Data for this exercise ▸
========
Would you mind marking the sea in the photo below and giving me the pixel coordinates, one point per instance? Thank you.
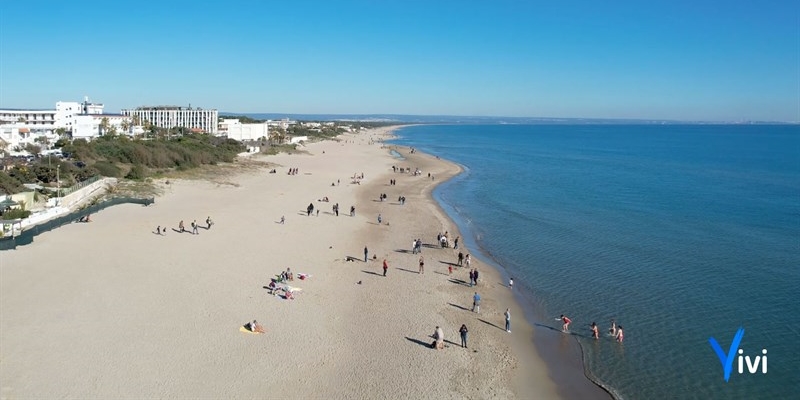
(679, 233)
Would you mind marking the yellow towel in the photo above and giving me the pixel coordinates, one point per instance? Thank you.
(245, 330)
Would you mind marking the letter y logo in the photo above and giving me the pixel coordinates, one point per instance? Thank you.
(727, 360)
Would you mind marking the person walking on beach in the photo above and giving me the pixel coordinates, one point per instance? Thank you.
(476, 303)
(566, 321)
(438, 335)
(595, 331)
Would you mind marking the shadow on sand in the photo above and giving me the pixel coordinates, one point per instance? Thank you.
(459, 307)
(491, 324)
(419, 342)
(459, 282)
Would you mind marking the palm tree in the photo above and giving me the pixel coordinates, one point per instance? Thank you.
(104, 126)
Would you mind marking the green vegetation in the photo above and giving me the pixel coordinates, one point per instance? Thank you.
(118, 156)
(14, 214)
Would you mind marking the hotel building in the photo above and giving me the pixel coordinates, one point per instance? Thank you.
(196, 119)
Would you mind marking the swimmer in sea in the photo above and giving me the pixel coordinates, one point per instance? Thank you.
(566, 321)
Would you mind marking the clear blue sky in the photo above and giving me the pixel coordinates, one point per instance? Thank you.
(686, 60)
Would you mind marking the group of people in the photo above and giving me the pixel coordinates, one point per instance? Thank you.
(416, 246)
(182, 227)
(443, 241)
(615, 331)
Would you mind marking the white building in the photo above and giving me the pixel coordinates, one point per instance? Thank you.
(21, 127)
(196, 119)
(90, 126)
(234, 129)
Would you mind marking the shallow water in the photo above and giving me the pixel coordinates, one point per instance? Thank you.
(680, 233)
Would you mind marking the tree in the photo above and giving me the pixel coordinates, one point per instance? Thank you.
(43, 140)
(33, 149)
(104, 126)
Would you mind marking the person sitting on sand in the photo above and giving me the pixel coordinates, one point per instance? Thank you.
(255, 327)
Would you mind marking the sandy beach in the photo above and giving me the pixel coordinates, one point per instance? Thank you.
(110, 309)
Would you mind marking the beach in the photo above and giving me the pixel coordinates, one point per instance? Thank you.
(112, 309)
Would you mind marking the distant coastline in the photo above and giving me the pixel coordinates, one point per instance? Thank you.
(474, 120)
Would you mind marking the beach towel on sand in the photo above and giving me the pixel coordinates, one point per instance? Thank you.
(245, 330)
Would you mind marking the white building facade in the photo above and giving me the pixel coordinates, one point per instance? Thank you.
(19, 128)
(169, 117)
(234, 129)
(90, 126)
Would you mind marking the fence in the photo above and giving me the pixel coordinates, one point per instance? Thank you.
(65, 191)
(27, 235)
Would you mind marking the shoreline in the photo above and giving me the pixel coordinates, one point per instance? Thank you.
(567, 371)
(169, 306)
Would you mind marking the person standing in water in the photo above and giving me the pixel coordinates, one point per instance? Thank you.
(566, 321)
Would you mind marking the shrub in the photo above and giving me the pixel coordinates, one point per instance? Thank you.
(137, 173)
(108, 169)
(15, 213)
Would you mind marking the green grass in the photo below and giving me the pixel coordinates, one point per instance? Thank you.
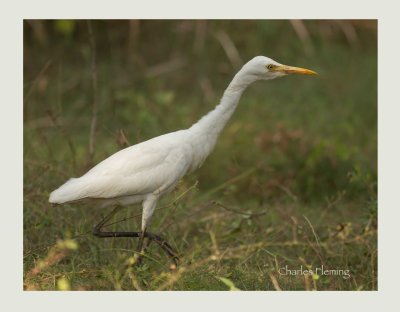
========
Gather every line of the items above that contains the word "green". Case counts.

Would you mind marking the green vegetation in the photo above and giving me the pixel coordinates, one point per instance? Thank you.
Would you mind marking the green grass in the photo below and giving me the pixel coordinates, one point per instance? Thank you.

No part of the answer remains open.